##### Selected excerpt
Friday, 19 June 2009

Equal but different is not equal at all

At last.
President Obama signed a memorandum extending to same-sex domestic partners of federal employees some of the rights enjoyed by their heterosexual counterparts.
At last.

Still, this is no cause for celebration. This is basic stuff we are talking about. And although we are all happy this has finally happened, I can't help but be bothered by the fact that this simple memo is the result of months of study into how to extend benefits for same-sex couples without upsetting the conservative right and without violating the Defense of Marriage Act, an Act the Obama administration has vowed to scrap yet keeps defending.
So this memo, important as it is, is nowhere near enough if you are committed to ending the inequality marginalising same-sex couples. But it is too much if you care about not offending the conservative right.
There is no middle ground here and Obama is rapidly discovering this much to his dismay.

'This is only one step' said Obama in a conciliatory tone.
But that was a step too far for the conservarive right while pro-gay rights communities were left wondering when he's going to take the next step.
Obama has paid lip-service to the gay rights agenda but supporters feel he is not going fast enough or far enough. The conservative right, on the other hand, think he has already gone too far too fast.
From an electoral perspective, Obama needs to get this balance right. The gay community is a big chunk of votes he can't afford to lose but America's conservative heartland represents more votes still. From an electoral perspective, he needs to placate both sides, a mathematical impossibility as one side wants all rights to apply regardless of sexuality and the other, well, doesn't. So his only option is to anger both sides, a little but not too much. A thankless task if there ever was one.

All this considered, I still don't think that giving same-sex domestic partners access to healthcare is a breakthrough: it's a much-needed, long-overdue 'fix' to an unfair practice that discriminates and excludes people just because of how they find happiness and who they chose to love.
So the question, really, is 'now what?'

Obama has appointed openly gay individuals to prominent positions thus angering the right – name one thing that doesn't anger the right other than bible study – but beyond that, this is the first nod towards gay rights since he took office five months ago. Yes yes I know he has wars to finish and a financial crisis to manage but, to be honest, if he can't multi-task he's in the wrong job.

You wanna call a spade a spade?
In America, land of freedom and opportunity, some animals are more equal than others. So when a young black Democrat was elected to the supreme office, the entire world thought: here comes the end of 'equal but different' – segregation policies in all but name. But five months on, we are still waiting. What is he waiting for? The tide is already turning. Six states have legalised same-sex marriage. But, wait for it, Obama opposes that on religious grounds.

And that's where Barack lost me. Not that he cares. But he lost me.
Because that is a hypocritical narrow-minded rejection of difference (for political gain or out of personal cowardice and I don't know what's worse) and this is why:
- Christianity is a faith system based on love. Love for God and love for each other. No true Christian rejects love, wherever it is found, whatever form it may take, even if it is love you do not wish for yourself.

- Marriage is a civil bond that may or may not be sanctified by a religious ceremony. It is a contract allowing partners who spend their lives together to share the property they amass together, to make decisions regarding each other's health when the time comes, to be a unit in the eyes of the law. Religion comes into it if the couple feel it should and to reject a couple's legal right to marry on religious grounds is misguided and hypocritical.
##########
##### Data listing
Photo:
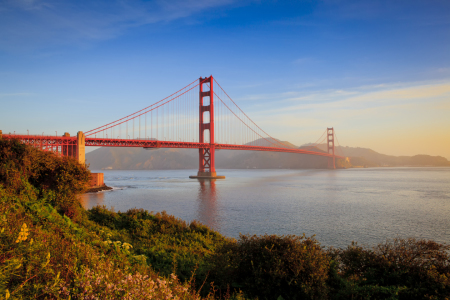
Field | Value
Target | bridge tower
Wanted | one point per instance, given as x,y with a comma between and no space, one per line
207,163
330,148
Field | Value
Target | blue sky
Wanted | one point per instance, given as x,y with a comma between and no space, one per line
378,71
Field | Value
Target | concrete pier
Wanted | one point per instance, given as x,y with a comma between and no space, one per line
207,175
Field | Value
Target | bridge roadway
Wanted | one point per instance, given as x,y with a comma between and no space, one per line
61,141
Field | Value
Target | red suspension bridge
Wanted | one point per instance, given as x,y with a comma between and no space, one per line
201,115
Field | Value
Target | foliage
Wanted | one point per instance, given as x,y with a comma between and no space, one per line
397,269
58,179
170,244
45,254
270,266
51,248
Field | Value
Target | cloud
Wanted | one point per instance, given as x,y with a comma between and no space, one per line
363,97
39,23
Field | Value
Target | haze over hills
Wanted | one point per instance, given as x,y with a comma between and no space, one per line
164,159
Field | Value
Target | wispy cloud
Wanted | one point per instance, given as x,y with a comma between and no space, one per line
37,23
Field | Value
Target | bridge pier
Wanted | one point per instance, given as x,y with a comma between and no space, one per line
207,162
81,148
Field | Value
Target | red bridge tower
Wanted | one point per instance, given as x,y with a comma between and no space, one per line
207,163
330,148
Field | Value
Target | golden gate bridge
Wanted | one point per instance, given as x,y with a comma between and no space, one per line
201,115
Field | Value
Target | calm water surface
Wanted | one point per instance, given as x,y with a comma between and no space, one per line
338,206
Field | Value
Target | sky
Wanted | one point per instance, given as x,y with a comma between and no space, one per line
377,71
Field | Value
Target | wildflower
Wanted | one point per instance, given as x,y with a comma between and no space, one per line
126,246
23,234
47,261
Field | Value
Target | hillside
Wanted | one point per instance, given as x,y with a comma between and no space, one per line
141,255
368,157
169,159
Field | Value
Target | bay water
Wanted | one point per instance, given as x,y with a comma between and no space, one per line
337,206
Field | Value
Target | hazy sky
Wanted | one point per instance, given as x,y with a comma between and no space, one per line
377,71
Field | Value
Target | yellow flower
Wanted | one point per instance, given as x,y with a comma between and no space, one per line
##########
Written tasks:
(A) Answer these questions from the blog post on same-sex partner benefits:
(i) Which Act has the Obama administration vowed to scrap yet keeps defending?
(ii) How long had Obama been in office when he made this first nod toward gay rights?
(iii) How many states have legalized same-sex marriage?
(B) In the blog post on same-sex partner benefits, take the passage starting with "Still, this is" and going on through "to his dismay.", and swap "memo" for "directive" at each place it occurs.
(C) Write the next part of the blog post on same-sex partner benefits, picking up right after its last sentence.

Expected results:
(A)
(i) The Defense of Marriage Act.
(ii) Five months.
(iii) Six.

(B)
Still, this is no cause for celebration. This is basic stuff we are talking about. And although we are all happy this has finally happened, I can't help but be bothered by the fact that this simple directive is the result of months of study into how to extend benefits for same-sex couples without upsetting the conservative right and without violating the Defense of Marriage Act, an Act the Obama administration has vowed to scrap yet keeps defending.
So this directive, important as it is, is nowhere near enough if you are committed to ending the inequality marginalising same-sex couples. But it is too much if you care about not offending the conservative right.
There is no middle ground here and Obama is rapidly discovering this much to his dismay.

(C)
- A same sex couple taking vows of fidelity and love hurts absolutely nobody. It takes away nothing from any other group. Even if you don't think that their love and partnership makes the world a better place, you cannot point to a single thing you lose through their union. If you don't like what you see, look away. Human and civil rights are granted on grounds of humanity and citizenship and cannot be legitimately withheld because you do not like the way people choose to exercise them.

And this is not about sexuality as such. This is about the sort of world you want to live in. And here is my problem: I think there should be anti-gun laws because people with guns can hurt others. I don't object to anti-smoking laws in public places on the same grounds but think that laws banning people from smoking in their own cars is penalizing a lifestyle choice and that's not how we do business in a liberal society. And that's the crux of the matter. My rights can only legitimately be curtailed in order to safeguard other people's rights. Not on grounds of the tastes and preferences of those in power. Objecting to gay marriage on religious or moral grounds, to me, translates to 'you can't have it cos I don't like it and don't want it for myself'.

So the time has come to stand up for what we believe in and that does not entail answering the question 'do you think gay servicemen and women should have the same right as civil servants not in uniform' (which they should); the question is 'do you want to live in a world where some animals are more equal than others'?

Obama promised to reverse the 1996 Defense of Marriage Act yet only last week the Justice Department filed a legal brief opposing a challenge to said Act (apparently administrations defend laws they oppose as a matter of course, according to Obama's press secretary) using unnecessarily strong language. If this was an attempt at conciliation, it failed. Gay groups are offended, rights activists are outraged while the right is not placated by the brief and finds Obama's memo a violation of the rule of law and the Defense of Marriage Act.

So what will it be Barack?
This war won't be won with token gestures and small concessions. While same-sex couples live in the margins because their rights are denied by a majority that doesn't care about what doesn't concern them, the right consider tiny redresses to the massive rights imbalance 'aggressive' and 'radical'.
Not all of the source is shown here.